[Entries from a data source]
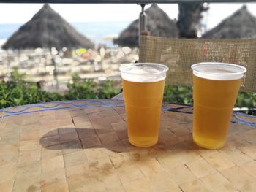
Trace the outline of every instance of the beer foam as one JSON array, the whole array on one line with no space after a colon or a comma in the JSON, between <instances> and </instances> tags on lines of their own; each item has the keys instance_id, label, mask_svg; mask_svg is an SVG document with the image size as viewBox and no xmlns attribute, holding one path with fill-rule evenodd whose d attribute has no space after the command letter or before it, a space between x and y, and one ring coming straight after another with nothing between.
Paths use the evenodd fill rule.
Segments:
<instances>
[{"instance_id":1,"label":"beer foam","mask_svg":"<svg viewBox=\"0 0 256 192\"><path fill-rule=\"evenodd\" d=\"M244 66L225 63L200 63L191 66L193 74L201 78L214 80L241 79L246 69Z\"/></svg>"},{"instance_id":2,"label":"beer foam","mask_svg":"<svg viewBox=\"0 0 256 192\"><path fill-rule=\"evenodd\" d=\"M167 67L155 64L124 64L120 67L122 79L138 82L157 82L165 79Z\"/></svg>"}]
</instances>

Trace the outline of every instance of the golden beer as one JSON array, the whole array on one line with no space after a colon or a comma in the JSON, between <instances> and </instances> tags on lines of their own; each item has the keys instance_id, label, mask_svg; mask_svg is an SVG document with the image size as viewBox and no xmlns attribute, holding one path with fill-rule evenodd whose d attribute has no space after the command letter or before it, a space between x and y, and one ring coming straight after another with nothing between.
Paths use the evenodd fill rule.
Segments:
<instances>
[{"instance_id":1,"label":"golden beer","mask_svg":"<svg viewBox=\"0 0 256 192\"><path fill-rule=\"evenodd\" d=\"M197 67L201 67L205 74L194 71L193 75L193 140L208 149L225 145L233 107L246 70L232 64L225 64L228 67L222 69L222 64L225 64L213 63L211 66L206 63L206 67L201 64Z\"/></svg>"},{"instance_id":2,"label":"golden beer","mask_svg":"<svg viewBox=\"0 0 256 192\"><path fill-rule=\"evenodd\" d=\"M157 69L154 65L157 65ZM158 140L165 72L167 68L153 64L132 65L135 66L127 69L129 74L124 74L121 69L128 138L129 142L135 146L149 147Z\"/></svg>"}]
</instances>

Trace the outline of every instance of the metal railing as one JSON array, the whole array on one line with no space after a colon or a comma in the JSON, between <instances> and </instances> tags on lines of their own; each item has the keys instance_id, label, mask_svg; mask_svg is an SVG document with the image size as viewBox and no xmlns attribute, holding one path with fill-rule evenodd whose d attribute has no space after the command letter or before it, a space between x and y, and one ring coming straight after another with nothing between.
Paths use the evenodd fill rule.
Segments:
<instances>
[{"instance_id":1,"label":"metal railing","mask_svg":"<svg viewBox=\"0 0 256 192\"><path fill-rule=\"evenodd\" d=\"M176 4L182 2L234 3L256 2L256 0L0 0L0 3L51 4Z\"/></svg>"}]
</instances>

...

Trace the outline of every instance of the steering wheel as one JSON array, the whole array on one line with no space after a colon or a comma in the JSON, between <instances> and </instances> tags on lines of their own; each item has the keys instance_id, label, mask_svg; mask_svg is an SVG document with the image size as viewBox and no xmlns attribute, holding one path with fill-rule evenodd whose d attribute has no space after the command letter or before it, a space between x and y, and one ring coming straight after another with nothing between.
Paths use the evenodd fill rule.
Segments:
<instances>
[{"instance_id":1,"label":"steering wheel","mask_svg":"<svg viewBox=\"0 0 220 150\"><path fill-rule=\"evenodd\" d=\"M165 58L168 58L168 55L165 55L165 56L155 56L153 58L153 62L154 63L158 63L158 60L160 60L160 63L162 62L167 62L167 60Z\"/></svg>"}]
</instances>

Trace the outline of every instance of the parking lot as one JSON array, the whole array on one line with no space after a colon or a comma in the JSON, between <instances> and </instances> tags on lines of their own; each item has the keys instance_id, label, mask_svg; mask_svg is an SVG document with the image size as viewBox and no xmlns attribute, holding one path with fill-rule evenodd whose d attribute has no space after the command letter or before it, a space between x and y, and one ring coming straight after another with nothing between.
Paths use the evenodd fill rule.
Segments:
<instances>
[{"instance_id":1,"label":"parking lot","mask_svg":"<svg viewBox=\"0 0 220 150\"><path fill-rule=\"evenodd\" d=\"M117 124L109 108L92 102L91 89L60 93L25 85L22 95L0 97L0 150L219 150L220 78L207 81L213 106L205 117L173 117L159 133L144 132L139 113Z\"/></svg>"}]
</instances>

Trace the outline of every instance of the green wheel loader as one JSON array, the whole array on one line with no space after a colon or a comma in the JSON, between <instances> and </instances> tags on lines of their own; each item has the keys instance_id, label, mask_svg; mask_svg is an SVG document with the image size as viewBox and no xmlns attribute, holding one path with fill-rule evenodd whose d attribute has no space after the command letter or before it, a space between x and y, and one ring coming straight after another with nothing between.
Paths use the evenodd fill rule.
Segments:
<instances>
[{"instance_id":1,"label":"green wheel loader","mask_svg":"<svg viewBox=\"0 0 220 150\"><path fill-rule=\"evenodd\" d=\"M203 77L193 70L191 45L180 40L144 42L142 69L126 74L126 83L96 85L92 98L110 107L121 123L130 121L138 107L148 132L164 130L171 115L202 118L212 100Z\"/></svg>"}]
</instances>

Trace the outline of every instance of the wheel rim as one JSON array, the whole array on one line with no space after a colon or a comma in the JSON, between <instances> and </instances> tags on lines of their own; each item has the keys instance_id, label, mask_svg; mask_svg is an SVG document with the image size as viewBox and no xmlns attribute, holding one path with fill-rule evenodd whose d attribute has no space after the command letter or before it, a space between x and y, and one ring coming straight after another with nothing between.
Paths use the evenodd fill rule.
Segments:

### Your goal
Gather every line of the entries above that contains the string "loader". Letter case counts.

### Answer to the exercise
Trace the outline of every instance of the green wheel loader as one JSON array, the whole array on one line with no space after a colon or a comma in the JSON, between <instances> and </instances> tags on lines of their own; each item has the keys instance_id, label, mask_svg; mask_svg is an SVG document with the image size as viewBox and no xmlns attribute, holding one path with fill-rule evenodd whose d attribute has no space after the command letter or before it, a space between x and y, and one ring coming straight after another with nothing between.
[{"instance_id":1,"label":"green wheel loader","mask_svg":"<svg viewBox=\"0 0 220 150\"><path fill-rule=\"evenodd\" d=\"M203 77L193 70L191 45L180 40L144 42L142 69L126 74L126 83L96 85L92 98L110 107L121 123L130 121L138 107L148 132L164 130L171 115L202 118L212 100Z\"/></svg>"}]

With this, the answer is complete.